Quoted text =
__________

Malaysia Junior Hockey League
- Sport: Field Hockey
- No. of teams: Division 1: 6 Division 2: 10
- Country: Malaysia
- Most titles: Bukit Jalil Sports School (7 titles)
- Broadcaster: Astro Arena

= Malaysia Junior Hockey League =

The Malaysia Junior Hockey League (MJHL) is a top junior league competition for junior field hockey clubs in the Malaysian hockey system. At present also it is sponsored by Milo and National Sports Council.

==Teams==
A record 27 teams will feature in the 2014 Malaysian Junior Hockey League.

__________

Required task = Translate this sentence from the text about the Malaysia Junior Hockey League into Spanish: "A record 27 teams will feature in the 2014 Malaysian Junior Hockey League."

__________

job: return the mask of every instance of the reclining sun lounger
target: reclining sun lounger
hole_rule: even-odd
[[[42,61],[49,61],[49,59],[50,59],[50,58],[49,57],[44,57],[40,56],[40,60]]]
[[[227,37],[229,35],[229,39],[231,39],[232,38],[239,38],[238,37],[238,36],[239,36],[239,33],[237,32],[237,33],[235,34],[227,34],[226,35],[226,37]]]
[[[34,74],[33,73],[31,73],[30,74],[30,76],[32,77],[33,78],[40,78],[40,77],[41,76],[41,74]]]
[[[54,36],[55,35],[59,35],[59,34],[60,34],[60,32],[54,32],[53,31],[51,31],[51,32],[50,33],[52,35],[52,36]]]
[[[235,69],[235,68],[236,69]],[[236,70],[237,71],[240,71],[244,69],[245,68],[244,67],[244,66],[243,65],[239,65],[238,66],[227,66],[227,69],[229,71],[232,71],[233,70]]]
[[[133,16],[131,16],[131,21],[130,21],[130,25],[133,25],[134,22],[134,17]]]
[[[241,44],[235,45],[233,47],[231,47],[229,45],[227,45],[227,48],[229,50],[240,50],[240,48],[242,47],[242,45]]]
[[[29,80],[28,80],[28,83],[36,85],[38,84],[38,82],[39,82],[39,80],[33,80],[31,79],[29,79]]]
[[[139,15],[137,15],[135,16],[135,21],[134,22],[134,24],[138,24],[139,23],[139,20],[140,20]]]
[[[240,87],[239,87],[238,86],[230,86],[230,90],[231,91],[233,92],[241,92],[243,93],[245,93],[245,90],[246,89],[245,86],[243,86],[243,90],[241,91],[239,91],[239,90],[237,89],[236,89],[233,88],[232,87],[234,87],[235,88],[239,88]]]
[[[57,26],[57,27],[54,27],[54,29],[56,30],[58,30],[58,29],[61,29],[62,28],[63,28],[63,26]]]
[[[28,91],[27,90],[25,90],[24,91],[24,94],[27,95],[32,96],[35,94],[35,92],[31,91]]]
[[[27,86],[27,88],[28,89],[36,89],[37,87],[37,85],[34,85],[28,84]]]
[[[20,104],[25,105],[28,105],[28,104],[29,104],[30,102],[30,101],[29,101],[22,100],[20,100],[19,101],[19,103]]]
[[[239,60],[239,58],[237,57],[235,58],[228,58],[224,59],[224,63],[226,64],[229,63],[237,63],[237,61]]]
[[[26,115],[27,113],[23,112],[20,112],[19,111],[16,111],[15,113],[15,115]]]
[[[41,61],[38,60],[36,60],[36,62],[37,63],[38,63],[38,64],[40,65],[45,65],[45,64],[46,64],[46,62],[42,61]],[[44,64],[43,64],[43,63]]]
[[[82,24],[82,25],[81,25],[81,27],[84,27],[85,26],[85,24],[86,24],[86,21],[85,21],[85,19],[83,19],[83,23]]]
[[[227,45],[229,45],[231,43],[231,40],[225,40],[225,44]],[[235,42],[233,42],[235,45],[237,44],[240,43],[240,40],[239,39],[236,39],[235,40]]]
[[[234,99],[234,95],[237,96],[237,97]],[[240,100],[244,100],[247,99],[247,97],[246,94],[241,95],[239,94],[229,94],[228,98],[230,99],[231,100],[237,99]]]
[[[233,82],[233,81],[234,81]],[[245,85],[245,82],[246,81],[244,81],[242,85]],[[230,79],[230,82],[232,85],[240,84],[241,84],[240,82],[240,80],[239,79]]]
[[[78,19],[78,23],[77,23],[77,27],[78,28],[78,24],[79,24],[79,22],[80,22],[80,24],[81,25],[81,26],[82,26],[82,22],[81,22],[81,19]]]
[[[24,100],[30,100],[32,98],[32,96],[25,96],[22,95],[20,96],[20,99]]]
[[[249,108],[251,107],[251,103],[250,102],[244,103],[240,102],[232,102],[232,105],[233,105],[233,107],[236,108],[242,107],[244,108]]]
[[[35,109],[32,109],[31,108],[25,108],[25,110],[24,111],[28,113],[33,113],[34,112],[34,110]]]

__________

Written answer = Un récord de 27 equipos participará en la Liga Juvenil de Hockey de Malasia de 2014.